## Goal
Write out again everything in the listing from the line with "Where can you see the red" down to the line with "Target: grass pitch", both of those lines included. Leave the pictures out.

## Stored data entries
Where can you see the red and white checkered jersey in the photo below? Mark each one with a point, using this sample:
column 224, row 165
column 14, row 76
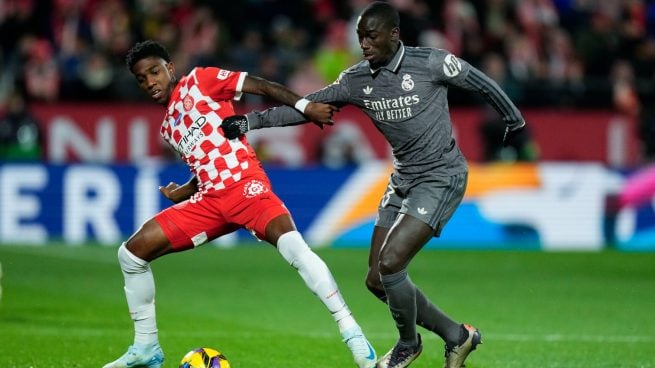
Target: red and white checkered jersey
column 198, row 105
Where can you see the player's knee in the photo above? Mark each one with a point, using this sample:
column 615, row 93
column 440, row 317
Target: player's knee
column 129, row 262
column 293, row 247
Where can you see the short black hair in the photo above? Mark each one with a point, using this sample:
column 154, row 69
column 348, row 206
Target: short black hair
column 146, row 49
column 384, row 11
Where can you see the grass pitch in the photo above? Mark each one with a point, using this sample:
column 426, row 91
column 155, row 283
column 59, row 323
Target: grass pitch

...

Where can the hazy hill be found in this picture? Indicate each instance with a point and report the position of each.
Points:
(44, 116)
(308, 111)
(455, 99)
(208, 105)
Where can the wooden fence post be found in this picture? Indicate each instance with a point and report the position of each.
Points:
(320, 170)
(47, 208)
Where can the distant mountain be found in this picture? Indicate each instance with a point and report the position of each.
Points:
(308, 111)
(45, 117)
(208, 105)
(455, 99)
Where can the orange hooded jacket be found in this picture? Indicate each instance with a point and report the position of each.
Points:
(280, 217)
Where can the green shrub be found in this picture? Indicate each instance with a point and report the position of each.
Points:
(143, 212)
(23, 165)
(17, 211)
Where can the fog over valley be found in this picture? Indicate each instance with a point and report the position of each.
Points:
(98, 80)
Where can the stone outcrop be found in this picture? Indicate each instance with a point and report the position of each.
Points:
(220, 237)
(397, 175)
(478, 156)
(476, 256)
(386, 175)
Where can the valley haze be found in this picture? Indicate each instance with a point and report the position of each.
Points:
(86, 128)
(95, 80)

## Solved exercise
Where can you see the red and white checkered jersey in the photo below? Mark each one with a point, using this sample:
column 224, row 165
column 14, row 76
Target: red and white checkered jersey
column 198, row 105
Where can you see the player's knee in the photo above? Mark each one with a point, using this sample:
column 615, row 93
column 440, row 317
Target: player's knee
column 129, row 262
column 293, row 247
Where can you see the short black hair in the photo above? Mark each one with a point, using this sample:
column 154, row 69
column 348, row 206
Target: short black hair
column 146, row 49
column 384, row 11
Where can you see the grass pitch in the photo above? Mark each one with a point, using this sample:
column 426, row 91
column 155, row 283
column 59, row 323
Target: grass pitch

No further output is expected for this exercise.